Tasks to complete -
1. In the forum thread on breakup reasons, why did the guy Lynn508 mentions say he needed to stop seeing Lynn508?
2. Reproduce the part of the forum thread that opens with the words containing "Had it used" and closes with "was a woman.".

Text shown -
# Worst Reasons you or someone you know has been dumped/turned down for?



## hbk4894 (May 27, 2015)

just wondering what are the worst reasons someone has given you for dumping or turning you down?


----------



## Lynn508 (Feb 16, 2016)

I had a guy tell me he needed to stop seeing me because he found me too physically attractive. he was afraid it would affect his judgment. Gotta say, that was a new one for me!
_Posted via Mobile Device_


----------



## badsanta (Oct 13, 2014)

In high school, back in the day... If your phone number was not a local call, then most parents would object to the relationships going "blah blah blah" for hours on end at 17¢ a minute.

PS: I'm probably the only guy that can hit a "¢" glyph on my keyboard without even looking down!


----------



## arbitrator (Feb 13, 2012)

*The age-old excuse of "It's not you, but it's me!"

Had it used on me in my college years. But then employed its very same usage in later years to distance myself from a woman who displayed far more attention toward me than I ever cared to have from her!*
_Posted via Mobile Device_


----------



## MattMatt (May 19, 2012)

My first long term relationship girlfriend dumped me. So that she could return to a previous lover. Who was a woman.

Which kind of killed things for me as there was no way I could think of fighting for her against someone of the opposite sex.

It messed with my self confidence so much that I couldn't date for a very long time. A married couple set me up on a blind date as they were so worried about me. 
_Posted via Mobile Device_


----------



## SecondTime'Round (Jan 15, 2015)

Not me, but a friend of mine was told by a man that he didn't want to date her because of scars from a car accident. (She is not even close to being disfigured)


----------



## brooklynAnn (Jun 29, 2015)

hbk4894 said:


> just wondering what are the worst reasons someone has given you for dumping or turning you down?


He was moving to CT to marry a girl there to get his green card. He was from Albania, amnesty was taking too long. My Gmother would not let me get married at 20. She wanted me to finish school first. He couldn't wait. Oh well.


----------



## Vega (Jan 8, 2013)

Items -

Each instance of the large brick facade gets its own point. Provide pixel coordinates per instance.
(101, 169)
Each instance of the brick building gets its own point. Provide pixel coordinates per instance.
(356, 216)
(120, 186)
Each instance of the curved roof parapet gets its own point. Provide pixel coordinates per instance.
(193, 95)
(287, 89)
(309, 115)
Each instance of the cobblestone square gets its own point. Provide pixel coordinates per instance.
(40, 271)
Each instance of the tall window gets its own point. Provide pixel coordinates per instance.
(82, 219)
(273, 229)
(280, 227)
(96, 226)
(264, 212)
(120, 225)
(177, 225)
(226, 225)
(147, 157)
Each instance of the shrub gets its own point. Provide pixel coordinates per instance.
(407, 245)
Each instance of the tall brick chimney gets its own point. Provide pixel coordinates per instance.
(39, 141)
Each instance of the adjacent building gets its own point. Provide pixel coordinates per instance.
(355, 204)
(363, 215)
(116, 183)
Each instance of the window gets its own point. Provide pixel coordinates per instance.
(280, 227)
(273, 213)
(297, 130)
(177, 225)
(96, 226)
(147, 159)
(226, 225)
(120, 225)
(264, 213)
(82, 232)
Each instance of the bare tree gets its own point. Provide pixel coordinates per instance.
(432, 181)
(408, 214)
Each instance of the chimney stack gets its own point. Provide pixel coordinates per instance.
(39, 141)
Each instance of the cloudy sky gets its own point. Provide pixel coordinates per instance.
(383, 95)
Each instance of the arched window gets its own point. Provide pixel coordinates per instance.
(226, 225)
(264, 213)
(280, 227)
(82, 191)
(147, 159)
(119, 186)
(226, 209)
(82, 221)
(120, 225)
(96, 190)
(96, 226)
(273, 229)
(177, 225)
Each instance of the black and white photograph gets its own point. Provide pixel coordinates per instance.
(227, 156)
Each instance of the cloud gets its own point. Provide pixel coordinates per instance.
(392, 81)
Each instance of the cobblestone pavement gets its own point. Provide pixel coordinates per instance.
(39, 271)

--

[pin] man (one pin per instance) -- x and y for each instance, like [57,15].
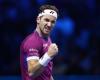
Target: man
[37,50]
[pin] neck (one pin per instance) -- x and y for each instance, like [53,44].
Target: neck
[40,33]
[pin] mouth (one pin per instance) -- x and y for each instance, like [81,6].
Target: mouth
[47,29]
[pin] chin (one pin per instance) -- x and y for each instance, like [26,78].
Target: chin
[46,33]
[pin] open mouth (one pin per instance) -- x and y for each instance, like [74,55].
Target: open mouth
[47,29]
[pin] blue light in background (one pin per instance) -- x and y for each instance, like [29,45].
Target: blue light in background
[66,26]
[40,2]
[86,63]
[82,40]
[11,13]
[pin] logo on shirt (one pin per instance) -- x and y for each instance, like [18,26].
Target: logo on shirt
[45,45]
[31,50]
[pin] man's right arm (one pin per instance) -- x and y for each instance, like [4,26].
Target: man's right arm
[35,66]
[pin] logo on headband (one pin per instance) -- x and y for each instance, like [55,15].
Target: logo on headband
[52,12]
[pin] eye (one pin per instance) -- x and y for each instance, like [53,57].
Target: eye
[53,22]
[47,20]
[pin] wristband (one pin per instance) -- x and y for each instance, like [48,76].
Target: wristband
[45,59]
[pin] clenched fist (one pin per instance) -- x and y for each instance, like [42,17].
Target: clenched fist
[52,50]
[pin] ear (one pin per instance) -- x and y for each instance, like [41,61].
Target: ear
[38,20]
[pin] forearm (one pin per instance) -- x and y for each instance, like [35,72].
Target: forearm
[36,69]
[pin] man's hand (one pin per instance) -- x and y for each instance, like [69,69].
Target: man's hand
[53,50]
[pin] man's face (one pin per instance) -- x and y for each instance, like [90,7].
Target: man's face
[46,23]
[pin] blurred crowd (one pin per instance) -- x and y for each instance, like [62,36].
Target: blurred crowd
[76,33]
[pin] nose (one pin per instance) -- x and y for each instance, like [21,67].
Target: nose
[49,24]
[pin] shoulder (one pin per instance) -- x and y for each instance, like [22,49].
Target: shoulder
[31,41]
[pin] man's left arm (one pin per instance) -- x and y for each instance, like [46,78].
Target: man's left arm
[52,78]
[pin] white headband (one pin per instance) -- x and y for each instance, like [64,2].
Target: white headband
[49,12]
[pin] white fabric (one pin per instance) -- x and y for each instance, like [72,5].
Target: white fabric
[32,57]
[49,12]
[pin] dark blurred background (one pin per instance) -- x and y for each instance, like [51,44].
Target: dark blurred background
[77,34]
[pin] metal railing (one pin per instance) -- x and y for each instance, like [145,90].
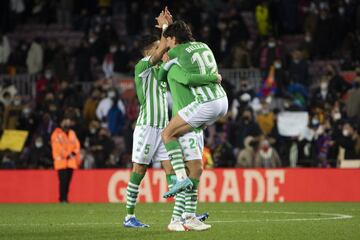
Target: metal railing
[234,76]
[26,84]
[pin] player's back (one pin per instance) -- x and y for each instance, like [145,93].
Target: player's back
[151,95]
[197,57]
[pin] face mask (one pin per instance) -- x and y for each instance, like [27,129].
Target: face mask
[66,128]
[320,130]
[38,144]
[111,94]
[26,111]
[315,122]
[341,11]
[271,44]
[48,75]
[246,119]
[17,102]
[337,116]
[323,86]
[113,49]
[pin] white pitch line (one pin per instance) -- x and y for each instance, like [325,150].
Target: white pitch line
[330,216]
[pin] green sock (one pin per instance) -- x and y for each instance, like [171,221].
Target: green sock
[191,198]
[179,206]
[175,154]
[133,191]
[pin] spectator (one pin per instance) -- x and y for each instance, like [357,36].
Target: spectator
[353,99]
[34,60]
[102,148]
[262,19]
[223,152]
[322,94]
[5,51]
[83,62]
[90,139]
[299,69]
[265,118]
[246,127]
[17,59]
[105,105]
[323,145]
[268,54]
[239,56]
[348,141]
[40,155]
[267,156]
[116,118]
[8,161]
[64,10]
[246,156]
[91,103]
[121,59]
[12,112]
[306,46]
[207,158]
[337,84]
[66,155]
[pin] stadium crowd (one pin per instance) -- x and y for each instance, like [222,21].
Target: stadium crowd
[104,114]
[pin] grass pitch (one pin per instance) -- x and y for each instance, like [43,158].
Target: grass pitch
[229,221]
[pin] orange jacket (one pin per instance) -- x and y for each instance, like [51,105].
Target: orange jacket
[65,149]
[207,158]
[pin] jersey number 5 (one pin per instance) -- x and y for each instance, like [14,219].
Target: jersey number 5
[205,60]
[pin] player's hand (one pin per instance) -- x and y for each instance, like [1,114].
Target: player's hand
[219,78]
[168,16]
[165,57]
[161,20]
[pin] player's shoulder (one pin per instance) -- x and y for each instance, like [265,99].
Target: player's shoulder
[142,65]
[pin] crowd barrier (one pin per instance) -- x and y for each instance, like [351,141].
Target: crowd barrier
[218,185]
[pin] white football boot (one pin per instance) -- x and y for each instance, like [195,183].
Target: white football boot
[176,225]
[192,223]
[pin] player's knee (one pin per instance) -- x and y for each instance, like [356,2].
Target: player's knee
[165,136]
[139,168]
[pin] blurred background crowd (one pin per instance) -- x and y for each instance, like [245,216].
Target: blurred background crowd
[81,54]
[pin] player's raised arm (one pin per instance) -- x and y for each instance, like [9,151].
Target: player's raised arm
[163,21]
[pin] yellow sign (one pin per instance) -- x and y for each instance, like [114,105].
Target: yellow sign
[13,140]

Answers to the exercises -
1. He found Lynn508 too physically attractive and was afraid it would affect his judgment.

2.
Had it used on me in my college years. But then employed its very same usage in later years to distance myself from a woman who displayed far more attention toward me than I ever cared to have from her!*
_Posted via Mobile Device_


----------



## MattMatt (May 19, 2012)

My first long term relationship girlfriend dumped me. So that she could return to a previous lover. Who was a woman.